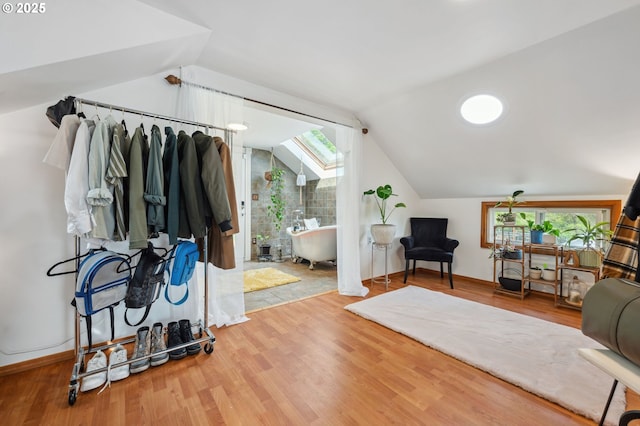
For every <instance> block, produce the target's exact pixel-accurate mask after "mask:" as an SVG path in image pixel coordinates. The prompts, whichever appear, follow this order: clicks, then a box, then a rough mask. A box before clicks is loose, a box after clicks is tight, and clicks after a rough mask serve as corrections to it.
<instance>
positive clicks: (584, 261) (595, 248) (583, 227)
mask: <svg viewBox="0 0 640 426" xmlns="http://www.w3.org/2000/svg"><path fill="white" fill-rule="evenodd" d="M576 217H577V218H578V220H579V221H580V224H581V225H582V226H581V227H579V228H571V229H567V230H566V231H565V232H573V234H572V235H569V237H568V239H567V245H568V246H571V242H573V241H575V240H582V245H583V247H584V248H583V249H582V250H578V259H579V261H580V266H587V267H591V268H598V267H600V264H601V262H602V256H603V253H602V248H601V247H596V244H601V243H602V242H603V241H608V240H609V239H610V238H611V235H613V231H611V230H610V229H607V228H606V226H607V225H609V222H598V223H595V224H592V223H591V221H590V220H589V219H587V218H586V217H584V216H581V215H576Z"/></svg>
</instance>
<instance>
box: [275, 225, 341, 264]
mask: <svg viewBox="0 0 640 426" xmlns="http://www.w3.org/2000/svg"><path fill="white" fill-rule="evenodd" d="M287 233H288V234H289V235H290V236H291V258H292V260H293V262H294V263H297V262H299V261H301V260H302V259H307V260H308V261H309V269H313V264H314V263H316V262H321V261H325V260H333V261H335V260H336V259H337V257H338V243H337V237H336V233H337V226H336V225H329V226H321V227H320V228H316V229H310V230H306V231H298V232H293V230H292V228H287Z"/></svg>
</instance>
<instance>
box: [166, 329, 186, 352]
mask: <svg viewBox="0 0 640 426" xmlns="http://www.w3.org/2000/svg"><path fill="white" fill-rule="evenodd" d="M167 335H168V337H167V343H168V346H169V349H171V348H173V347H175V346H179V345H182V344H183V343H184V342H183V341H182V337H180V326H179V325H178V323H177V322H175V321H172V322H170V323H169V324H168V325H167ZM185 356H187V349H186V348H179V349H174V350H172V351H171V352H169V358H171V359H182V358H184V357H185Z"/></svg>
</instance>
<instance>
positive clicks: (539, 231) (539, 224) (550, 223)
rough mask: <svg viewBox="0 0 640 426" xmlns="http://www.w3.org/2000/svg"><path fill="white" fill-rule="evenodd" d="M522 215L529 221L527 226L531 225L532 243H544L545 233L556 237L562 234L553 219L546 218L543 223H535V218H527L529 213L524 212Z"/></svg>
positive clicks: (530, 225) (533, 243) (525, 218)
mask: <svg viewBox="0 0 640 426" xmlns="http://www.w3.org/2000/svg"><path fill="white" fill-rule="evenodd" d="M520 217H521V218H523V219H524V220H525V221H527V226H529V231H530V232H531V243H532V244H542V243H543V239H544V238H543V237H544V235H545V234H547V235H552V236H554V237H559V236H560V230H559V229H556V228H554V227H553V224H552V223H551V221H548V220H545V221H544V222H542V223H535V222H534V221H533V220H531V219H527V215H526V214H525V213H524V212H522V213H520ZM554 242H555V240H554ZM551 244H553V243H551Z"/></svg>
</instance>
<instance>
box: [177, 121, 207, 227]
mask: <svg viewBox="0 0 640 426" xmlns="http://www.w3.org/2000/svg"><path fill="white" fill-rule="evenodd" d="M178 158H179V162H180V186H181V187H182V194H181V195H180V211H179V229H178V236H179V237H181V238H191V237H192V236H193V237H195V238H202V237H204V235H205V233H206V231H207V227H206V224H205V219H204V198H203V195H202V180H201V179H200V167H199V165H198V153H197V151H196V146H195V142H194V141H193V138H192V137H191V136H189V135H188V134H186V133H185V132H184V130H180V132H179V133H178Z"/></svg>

--

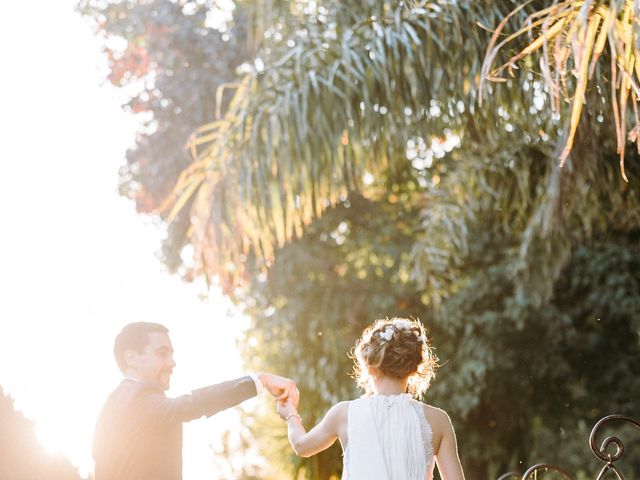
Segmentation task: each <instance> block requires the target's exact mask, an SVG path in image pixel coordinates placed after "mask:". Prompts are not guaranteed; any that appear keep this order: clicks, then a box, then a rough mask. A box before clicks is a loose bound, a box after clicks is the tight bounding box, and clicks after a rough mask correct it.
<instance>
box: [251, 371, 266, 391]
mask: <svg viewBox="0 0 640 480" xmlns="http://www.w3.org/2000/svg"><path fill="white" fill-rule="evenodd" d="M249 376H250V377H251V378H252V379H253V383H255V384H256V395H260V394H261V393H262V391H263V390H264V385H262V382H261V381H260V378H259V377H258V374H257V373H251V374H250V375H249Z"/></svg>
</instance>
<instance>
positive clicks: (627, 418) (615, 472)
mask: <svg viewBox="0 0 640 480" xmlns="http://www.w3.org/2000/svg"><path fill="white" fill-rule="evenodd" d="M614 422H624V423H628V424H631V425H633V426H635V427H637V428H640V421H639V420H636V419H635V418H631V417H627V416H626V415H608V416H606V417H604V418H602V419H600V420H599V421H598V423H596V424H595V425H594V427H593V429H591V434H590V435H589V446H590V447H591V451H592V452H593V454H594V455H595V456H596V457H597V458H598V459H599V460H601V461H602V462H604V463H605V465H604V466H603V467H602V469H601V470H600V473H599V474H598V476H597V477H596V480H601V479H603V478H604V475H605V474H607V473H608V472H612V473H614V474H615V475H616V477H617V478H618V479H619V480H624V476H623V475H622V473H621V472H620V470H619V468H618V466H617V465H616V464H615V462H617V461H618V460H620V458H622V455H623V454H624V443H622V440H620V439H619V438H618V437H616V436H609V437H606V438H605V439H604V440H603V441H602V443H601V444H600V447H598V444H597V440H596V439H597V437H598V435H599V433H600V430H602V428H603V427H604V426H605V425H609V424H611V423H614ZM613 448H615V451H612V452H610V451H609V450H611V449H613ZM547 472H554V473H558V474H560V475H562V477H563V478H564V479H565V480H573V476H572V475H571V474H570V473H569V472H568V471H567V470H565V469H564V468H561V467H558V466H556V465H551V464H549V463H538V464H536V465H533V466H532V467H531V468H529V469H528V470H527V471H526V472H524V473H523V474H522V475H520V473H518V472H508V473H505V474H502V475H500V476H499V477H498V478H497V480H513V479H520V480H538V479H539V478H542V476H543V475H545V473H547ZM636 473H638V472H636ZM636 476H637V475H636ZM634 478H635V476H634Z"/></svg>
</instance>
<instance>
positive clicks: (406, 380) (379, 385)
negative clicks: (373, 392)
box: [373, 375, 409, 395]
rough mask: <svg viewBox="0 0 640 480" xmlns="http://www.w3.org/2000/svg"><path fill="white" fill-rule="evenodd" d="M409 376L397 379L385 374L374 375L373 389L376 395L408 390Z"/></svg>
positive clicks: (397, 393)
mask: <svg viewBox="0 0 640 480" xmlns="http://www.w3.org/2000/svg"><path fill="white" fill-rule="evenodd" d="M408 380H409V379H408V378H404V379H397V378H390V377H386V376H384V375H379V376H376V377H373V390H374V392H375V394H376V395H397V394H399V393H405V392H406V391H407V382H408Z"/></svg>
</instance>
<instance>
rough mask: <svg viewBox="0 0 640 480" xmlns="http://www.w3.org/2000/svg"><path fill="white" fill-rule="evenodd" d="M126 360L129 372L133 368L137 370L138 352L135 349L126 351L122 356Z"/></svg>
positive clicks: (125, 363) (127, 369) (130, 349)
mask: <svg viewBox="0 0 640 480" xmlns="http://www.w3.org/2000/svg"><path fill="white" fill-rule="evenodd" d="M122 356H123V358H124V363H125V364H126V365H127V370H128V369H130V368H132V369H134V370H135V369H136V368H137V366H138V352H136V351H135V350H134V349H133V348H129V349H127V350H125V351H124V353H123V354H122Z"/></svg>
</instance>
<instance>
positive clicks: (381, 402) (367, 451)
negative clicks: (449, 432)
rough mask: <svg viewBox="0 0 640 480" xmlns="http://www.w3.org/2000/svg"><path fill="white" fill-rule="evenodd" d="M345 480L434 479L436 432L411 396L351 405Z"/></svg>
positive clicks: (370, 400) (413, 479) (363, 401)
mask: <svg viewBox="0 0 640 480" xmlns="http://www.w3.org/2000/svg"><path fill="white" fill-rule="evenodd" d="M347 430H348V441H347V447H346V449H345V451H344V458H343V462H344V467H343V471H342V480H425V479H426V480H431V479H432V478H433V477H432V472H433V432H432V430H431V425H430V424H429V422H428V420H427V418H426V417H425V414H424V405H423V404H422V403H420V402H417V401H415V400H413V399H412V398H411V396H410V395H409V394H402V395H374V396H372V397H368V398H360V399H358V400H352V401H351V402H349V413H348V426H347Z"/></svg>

▶ Assignment: Copy out the data from the line containing "For every <instance>" through the line containing "positive clicks: (584, 261)", both included, character for character.

▶ Solution to the exercise:
For every <instance> block, produce the target's exact pixel-accurate mask after "mask:" as an SVG path in image pixel coordinates. The prompts, whichever appear, follow this order: clicks, then a box, then a rough mask. A box before clicks is loose, a box after clicks is tight, and clicks after a rough mask serve as corrections to it.
<instance>
positive clicks: (584, 261) (595, 248) (583, 227)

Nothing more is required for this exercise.